→ **PROBLEM DETAILS**
Rewrite every item below, requests included, with each x and y coordinate in the answers multiplied by 0.2 and rounded to a whole number, halves rounding up. Leave the pictures out.

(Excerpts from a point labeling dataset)
--------------------

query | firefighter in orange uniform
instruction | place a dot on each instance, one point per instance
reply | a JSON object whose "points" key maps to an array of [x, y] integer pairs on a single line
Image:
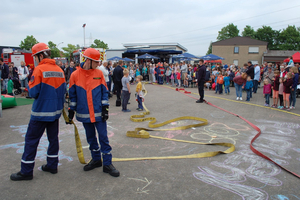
{"points": [[89, 98], [47, 86]]}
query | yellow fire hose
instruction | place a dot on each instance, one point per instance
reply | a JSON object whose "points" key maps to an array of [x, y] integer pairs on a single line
{"points": [[143, 133]]}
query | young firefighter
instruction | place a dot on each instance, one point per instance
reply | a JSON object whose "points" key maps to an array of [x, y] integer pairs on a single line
{"points": [[125, 90], [139, 94], [47, 86], [89, 98]]}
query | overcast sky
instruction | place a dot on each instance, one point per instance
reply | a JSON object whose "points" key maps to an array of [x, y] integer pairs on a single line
{"points": [[191, 23]]}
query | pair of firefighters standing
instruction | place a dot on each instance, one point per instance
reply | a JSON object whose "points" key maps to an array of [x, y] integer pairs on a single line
{"points": [[89, 98]]}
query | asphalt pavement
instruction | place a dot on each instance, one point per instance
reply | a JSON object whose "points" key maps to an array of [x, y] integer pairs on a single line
{"points": [[238, 175]]}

--------------------

→ **FULL SOLUTION**
query | firefighter in orange uniform
instruction | place a dot on each instance, one point per instance
reply | a JSON object whose "points" key maps to an array of [x, y] integer pairs on a single line
Image:
{"points": [[18, 20], [9, 17]]}
query | yellow fire hose
instruction | place a dot on each instance, one point per instance
reply | a JSON object whose "points" key maps to an array of [x, y] integer pairs on a single line
{"points": [[29, 27]]}
query | young firefighter
instruction | place a dot on each instance, one point per instance
reply | a JSON object whose "points" key maps to an array of [x, y] integer pairs on a single line
{"points": [[25, 18], [28, 19], [9, 17], [18, 20]]}
query | overcast sky
instruction | place a dot on each instance, one point per instance
reply | a JSON object whose "points" key maps to an array of [x, y] integer pairs on a single line
{"points": [[38, 5]]}
query | pair of firefighters standing
instruction | place a dot on each instance, one point per instance
reply | a JSON object whose "points" key maps to an array of [x, y] integer pairs on a single line
{"points": [[18, 20]]}
query | asphalt pavement
instruction | place a dot on each instance, one point per instance
reply | a JSON object whose "points" key maps to an array of [x, y] integer pairs on a single line
{"points": [[48, 35]]}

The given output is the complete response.